1. Mirar el corazón de la gente
Nosotros, normalmente, cuando vivimos estas cosas, estas actividades, nos alegramos cuando las cosas van bien. Y esto es bueno. Pero hay otra transformación, que muchas veces no se ve, está escondida y nace en la vida de cada uno de nosotros. La misión, el ser misioneros lleva a aprender a mirar. Escuchad bien esto: aprender a mirar. Aprender a mirar con ojos nuevos, porque con la misión los ojos se renuevan. Aprender a mirar la ciudad, nuestra vida, nuestra familia, todo lo que está a nuestro alrededor. La experiencia misionera nos abre los ojos y el corazón: aprender a mirar incluso con el corazón. Y así, nosotros dejamos de ser —permitidme la palabra— turistas de la vida, para convertirnos en hombres y mujeres, jóvenes que aman con el compromiso de la vida. “Turistas de la vida”: vosotros habéis visto a estos que hacen fotografías de todo, cuando vienen de turismo, y no miran nada. No saben mirar... ¡y luego miran las fotografías en casa! Pero una cosa es mirar la realidad y otra es mirar la fotografía. Y si nuestra vida es de turista, nosotros miraremos solo las fotografías o las cosas que pensamos de la realidad. Es una tentación, para los jóvenes, ser turistas. No digo dar un paseo por aquí y por allá, no, ¡esto es bonito! Me refiero a mirar la vida con ojos de turista, es decir, superficialmente, y hacer fotografías para mirarlas más adelante. Esto quiere decir que yo no toco la realidad, no miro las cosas que suceden. No miro las cosas como son. La primera cosa que yo respondería, a propósito de vuestra transformación, es dejar esta actitud de turistas para convertiros en jóvenes con un compromiso serio con la vida, en serio. El tiempo de la misión nos prepara y nos ayuda a ser más sensibles, más atentos y a mirar con atención. Y a tanta gente que vive con nosotros, en la vida cotidiana, en los lugares donde nosotros vivimos y que, por no saber mirar, terminamos por ignorar. Cuánta gente de la cual podemos decir: “sí, sí, es eso, es aquello”, pero no sabemos mirar a su corazón, no sabemos qué piensan, qué sienten, porque mi corazón nunca se ha acercado. Quizás he hablado con ellos muchas veces, pero con superficialidad. La misión puede enseñarnos a mirar con ojos nuevos, nos acerca al corazón de muchas personas, y esta ¡es una cosa bellísima, es una cosa bellísima!

* Registros extraídos *
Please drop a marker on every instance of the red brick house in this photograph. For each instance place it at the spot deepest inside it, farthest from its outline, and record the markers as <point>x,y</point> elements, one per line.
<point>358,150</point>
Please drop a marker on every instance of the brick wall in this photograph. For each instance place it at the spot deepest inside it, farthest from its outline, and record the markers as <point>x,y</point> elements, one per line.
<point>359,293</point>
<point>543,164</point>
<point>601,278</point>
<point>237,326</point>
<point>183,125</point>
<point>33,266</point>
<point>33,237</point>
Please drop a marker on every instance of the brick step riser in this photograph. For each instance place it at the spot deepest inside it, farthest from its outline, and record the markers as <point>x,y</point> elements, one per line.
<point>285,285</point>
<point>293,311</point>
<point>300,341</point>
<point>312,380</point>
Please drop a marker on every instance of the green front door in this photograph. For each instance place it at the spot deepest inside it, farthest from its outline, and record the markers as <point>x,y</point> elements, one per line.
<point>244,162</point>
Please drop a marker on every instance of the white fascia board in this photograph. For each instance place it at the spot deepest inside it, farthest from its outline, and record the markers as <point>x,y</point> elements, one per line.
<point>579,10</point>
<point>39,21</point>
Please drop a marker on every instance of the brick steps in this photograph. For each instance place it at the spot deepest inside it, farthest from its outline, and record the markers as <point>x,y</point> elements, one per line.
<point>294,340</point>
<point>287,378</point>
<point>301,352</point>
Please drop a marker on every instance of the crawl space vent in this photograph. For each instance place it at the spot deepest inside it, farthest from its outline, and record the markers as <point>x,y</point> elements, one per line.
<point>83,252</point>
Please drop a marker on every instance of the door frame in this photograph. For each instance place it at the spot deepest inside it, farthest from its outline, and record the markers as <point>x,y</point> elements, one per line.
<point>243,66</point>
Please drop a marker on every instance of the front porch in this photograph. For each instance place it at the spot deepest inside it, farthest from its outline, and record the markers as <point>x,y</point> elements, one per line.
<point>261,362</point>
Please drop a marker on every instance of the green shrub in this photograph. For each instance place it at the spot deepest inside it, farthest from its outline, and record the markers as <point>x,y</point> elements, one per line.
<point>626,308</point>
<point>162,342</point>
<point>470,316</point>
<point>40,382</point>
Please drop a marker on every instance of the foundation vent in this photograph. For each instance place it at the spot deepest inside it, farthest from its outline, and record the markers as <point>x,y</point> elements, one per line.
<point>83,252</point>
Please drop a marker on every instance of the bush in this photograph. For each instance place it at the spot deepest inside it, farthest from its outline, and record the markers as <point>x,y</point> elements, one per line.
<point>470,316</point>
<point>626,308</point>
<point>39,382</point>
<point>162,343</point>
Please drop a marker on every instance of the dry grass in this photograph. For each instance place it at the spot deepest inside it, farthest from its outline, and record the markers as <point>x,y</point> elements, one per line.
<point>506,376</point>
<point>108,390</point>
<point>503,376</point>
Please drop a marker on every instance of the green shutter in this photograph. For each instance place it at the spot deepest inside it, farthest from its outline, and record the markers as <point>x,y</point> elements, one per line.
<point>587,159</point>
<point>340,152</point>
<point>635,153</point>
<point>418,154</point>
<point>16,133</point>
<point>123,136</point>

==

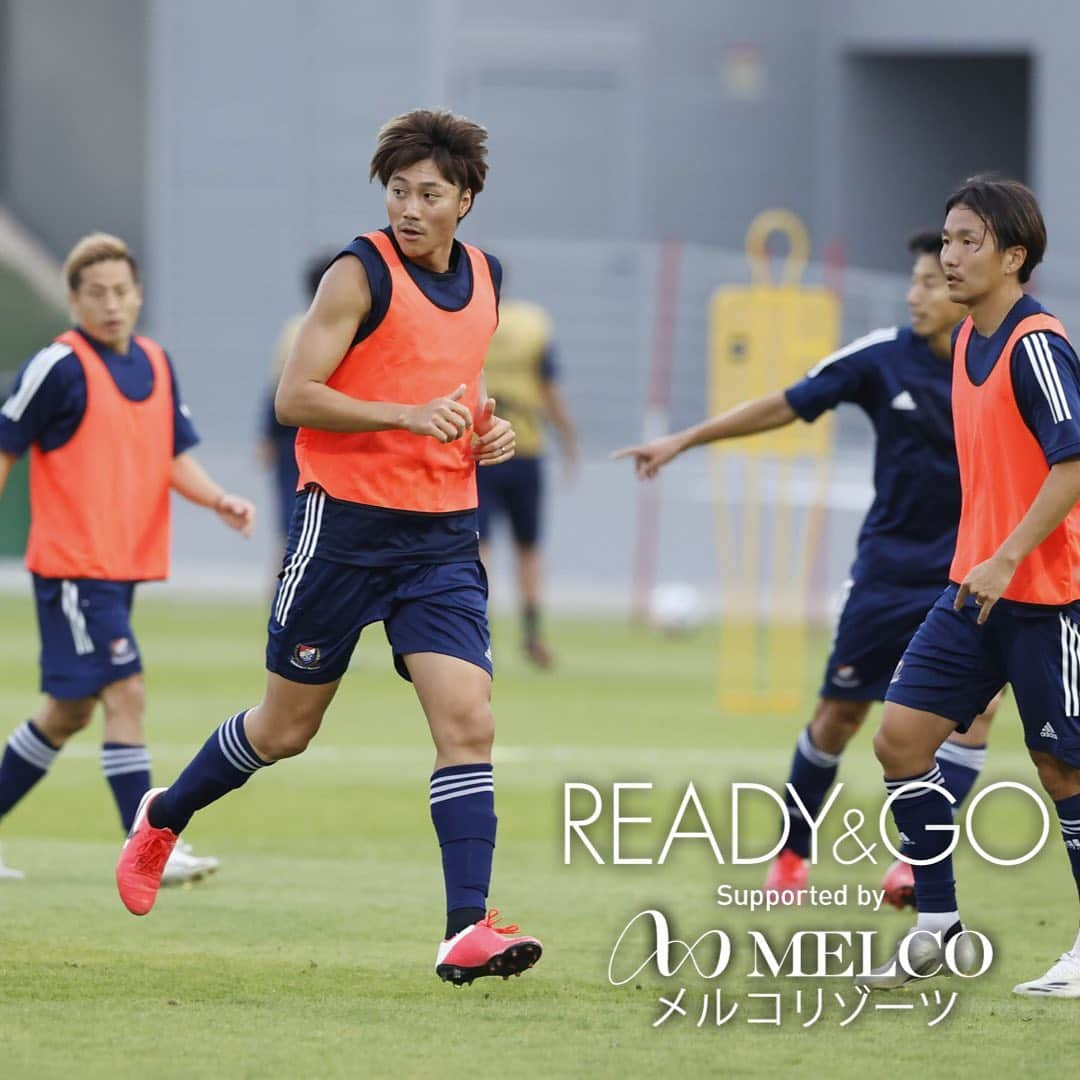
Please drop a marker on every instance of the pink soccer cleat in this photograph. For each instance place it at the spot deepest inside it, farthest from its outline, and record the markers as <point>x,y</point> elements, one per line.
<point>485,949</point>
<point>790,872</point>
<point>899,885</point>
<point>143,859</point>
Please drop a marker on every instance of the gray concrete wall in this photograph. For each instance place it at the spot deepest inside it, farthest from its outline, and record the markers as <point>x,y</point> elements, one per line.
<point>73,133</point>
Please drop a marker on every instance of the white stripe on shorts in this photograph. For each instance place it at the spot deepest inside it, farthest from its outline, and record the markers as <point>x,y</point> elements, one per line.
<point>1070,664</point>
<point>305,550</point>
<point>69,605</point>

* Instrucciones de tareas *
• A. Según el texto sobre mirar el corazón de la gente, ¿qué hacen los "turistas de la vida" cuando vienen de turismo?
• B. En los registros, reproduce desde la línea que contiene "Please drop a marker on every instance of the white fascia" hasta la línea que contiene "<point>39,21</point>", ambas incluidas, sustituyendo "white fascia board" por "white trim board" y sin cambiar nada más.

* Respuestas por tarea *
• A. Hacen fotografías de todo y no miran nada.

• B.
Please drop a marker on every instance of the white trim board in this photograph. For each instance place it at the spot deepest inside it, farthest from its outline, and record the markers as <point>x,y</point> elements, one per line.
<point>579,10</point>
<point>39,21</point>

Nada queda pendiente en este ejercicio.